Выбранный текст:
-- -- --

С Ильей Авербахом. Прекрасный человек, он мне как-то очень помог: пошел к Козинцеву, который меня не любил за «Седьмой спутник», и сказал ему, что «Проверка на дорогах» – очень хорошая картина. Тот долго не верил, потом пошел посмотреть и распахнул мне свою душу. У Авербаха был только один недостаток: он был пижон. Как-то мне сказал: «Леш, вы в шампанское играете? Когда вам плохо, когда что-то вас расстраивает, сыграйте! Ставите дюжину бутылок и соревнуетесь с товарищем, кто лучше откроет». Гораздо позже Авербах сделал картину «Голос», он тогда был уже очень болен. Мне эта картина не показалась хорошей, и я, как сволочь, повернулся и сказал: «Илья, а ты играешь в шампанское? Давай я сбегаю». Он, правда, не обиделся, а засмеялся.
Авербах часто приходил к нам советоваться. Именно я ему посоветовал отказаться от «Белой гвардии». Объяснил, что снять это невозможно, потому что нельзя придумать финал: если спасение этих прекрасных людей – в приходе Красной Армии, то в это поверить нельзя. А если плохо, что пришли красные, то этого никак не снять. Как эту ситуацию обойти? Авербах тогда предлагал нам написать сценарий. И я придумал такой финал: у девочки коклюш, она гуляет вокруг пруда (считалось, что это помогает при коклюше), а ее папаша сидит на крыльце старой дачи, с кем-то разговаривает. Ботинки у него блестящие, и вдруг в отражении на ботинке возникает шпиль киевского собора. Все действие – между кашляющей девочкой и этим шпилем. Может быть, тогда… Но все это дело не получилось.
Да. Больше всех Ермаш не любил меня и Аскольдова – но Аскольдова-то они просто раздавили. С Кирой Муратовой было чуть легче, она проходила по части Украины. У меня с Ермашом именно после запрещения «Лапшина» началась настоящая война. Помню, как я выступал на вечере памяти Ларисы Шепитько – меня пустили на трибуну, потому что думали, что повод не позволит сказать что-нибудь крамольное. Но я сказал с трибуны: «Почему вы боитесь Ермаша? Кто он такой? Маленький чиновник, и все! Он сам всего боится. Почему вы боитесь его и по его слову меняете одну картину на другую?» Пока я все это нес, весь президиум разбежался. Остался только один Семен Лунгин.

-- -- --

Имеющиеся данные:

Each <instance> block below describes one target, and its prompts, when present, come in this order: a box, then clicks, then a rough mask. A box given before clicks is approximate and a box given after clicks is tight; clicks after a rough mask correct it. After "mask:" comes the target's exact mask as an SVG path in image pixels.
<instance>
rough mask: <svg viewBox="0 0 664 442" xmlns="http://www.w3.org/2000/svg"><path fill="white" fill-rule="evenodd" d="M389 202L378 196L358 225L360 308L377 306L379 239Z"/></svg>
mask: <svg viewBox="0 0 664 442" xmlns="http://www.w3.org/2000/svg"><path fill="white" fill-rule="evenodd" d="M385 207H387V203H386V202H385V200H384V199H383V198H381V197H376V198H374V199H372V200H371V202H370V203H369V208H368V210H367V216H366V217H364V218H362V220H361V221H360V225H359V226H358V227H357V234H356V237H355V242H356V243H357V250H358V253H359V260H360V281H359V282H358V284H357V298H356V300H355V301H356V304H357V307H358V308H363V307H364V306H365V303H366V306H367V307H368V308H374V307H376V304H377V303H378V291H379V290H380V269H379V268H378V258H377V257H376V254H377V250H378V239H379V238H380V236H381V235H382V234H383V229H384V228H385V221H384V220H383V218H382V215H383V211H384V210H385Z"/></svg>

-- -- --

Задания:
1 - Воспроизведите без изменений отрывок выбранного текста, который открывается словами «Да. Больше всех» и завершается словами «один Семен Лунгин.».
2 - Кто, согласно выбранному тексту, остался в президиуме, когда все остальные разбежались?
3 - Перечислите, пожалуйста, всех людей, которых выбранный текст называет по фамилии.

Ответы:
1 -
Да. Больше всех Ермаш не любил меня и Аскольдова – но Аскольдова-то они просто раздавили. С Кирой Муратовой было чуть легче, она проходила по части Украины. У меня с Ермашом именно после запрещения «Лапшина» началась настоящая война. Помню, как я выступал на вечере памяти Ларисы Шепитько – меня пустили на трибуну, потому что думали, что повод не позволит сказать что-нибудь крамольное. Но я сказал с трибуны: «Почему вы боитесь Ермаша? Кто он такой? Маленький чиновник, и все! Он сам всего боится. Почему вы боитесь его и по его слову меняете одну картину на другую?» Пока я все это нес, весь президиум разбежался. Остался только один Семен Лунгин.

2 - Семен Лунгин.

3 - Илья Авербах, Козинцев, Ермаш, Аскольдов, Кира Муратова, Лариса Шепитько, Семен Лунгин.